## PROVIDED PASSAGE

[Begin]

I am not particularly experienced at making user interfaces,and my main concern is the interface could get cluttered up and become hard to navigate as more and more exercises are added to an exam.

Here are some screenshots of the app, followed by a brief video showing how it's navigated in a browser. I apologize for some parts in which language gets mixed up, that's for unrelated reasons.

Here's the part where you add topics: enter image description here enter image description here


Here's a couple collapsed question editors: enter image description here


Here's one of the most important parts: the fully expanded question editor enter image description here


Here's the coding exercise editor: enter image description here enter image description here


Here's a view of a list of a few topics, some of them with their optional text editor opened: as you can see, it can get cluttered: enter image description here


Video

A few issues I've identified with this interface:

  1. As more and more exercises/questions are added to an exam, the size of the content on the screen grows very quickly, making it harder to navigate from one item to the next one.

[End]

## RECORDED INFORMATION
[Begin]

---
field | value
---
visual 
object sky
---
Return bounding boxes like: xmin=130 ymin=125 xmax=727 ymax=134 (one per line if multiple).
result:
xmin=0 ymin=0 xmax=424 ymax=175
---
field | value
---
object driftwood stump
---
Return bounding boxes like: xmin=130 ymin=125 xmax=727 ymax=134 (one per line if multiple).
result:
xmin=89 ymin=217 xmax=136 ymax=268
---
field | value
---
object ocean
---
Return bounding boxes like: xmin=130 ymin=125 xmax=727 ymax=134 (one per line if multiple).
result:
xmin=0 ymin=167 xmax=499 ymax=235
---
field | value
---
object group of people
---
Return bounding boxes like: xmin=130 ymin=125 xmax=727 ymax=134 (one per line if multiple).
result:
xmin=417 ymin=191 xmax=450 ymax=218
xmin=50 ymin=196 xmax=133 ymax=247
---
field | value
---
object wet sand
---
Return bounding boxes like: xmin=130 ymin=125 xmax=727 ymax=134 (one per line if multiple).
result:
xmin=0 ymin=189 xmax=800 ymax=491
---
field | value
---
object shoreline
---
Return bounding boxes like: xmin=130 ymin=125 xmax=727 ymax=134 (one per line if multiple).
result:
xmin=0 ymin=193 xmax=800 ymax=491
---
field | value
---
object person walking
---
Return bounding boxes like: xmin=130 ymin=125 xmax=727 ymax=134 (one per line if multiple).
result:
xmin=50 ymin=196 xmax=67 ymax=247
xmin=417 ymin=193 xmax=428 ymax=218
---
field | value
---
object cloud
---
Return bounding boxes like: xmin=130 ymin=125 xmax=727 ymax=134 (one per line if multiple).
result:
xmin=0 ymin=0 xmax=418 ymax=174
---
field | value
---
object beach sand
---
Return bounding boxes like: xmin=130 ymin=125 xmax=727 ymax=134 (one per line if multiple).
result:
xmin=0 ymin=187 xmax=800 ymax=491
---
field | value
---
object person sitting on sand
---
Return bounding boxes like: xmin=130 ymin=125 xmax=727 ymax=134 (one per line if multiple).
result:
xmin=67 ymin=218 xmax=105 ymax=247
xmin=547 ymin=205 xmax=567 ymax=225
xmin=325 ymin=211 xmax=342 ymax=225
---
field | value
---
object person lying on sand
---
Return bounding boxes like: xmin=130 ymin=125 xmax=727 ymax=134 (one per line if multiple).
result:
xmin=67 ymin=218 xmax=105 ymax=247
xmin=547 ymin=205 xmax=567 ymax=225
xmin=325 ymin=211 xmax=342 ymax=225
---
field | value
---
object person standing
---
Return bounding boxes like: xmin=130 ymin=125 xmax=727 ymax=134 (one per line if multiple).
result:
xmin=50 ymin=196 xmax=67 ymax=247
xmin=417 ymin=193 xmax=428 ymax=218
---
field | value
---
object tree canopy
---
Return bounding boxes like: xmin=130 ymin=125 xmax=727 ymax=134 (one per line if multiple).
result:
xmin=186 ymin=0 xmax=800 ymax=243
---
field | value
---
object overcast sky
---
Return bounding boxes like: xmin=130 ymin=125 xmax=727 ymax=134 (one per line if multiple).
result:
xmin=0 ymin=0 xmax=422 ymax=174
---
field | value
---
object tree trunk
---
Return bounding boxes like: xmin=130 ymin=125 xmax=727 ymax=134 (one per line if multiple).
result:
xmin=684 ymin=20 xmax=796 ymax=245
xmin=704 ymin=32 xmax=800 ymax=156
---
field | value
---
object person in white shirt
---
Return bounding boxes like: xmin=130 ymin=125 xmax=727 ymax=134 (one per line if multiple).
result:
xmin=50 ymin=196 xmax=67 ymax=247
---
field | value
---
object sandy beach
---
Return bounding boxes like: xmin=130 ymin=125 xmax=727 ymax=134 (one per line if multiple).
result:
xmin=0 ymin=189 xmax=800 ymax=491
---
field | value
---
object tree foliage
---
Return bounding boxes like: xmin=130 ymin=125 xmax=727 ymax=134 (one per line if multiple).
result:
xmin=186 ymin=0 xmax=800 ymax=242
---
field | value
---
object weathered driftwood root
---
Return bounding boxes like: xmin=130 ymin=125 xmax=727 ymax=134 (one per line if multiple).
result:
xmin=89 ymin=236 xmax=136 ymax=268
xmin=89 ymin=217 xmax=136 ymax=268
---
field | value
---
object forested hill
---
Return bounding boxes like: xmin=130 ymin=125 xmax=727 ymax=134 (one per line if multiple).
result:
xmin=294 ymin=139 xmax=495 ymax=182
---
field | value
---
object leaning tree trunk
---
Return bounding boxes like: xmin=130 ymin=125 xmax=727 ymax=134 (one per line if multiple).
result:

[End]

## EXERCISE GOAL
Continue the post about the exam-editing app's interface, starting after its last sentence.

## RESULT OF THE EXERCISE
  2. Questions are displayed inside the editor in the order they were added, and there is no way to move them around. The reason being, if you turn off the "randomization", the questions will be displayed to students during the exam(s) in the order they were added, so the order they are displayed in the editor is not just cosmetic but also has a function.

  3. To manage topics, you have to jump back to the list of topics, and I don't know if this can be a problem as far as user experience.

A solution I've thought about is to add an index that shows questions/exercises grouped by topic. That would give the teacher a logical view of the items. The index would have links to jump to the specific editor for the clicked item, and it would be always accessible -- think an icon at the bottom right that expands into this menu-like index upon clicking.

Another solution would be to actually allow teachers to move items up/down the list, but that would also cause an effect on functionality, i.e. the order they appear in the exam would change; at that point, I could add an explicit "ordering" number in the editors that would decouple the position they appear inside the editor from the order they are presented in exams. I'm afraid this would have the opposite effect and make the interface more complex and hard to use, though.

I'm looking for feedback regarding the three points I raised, as well as any input for solution I might adopt.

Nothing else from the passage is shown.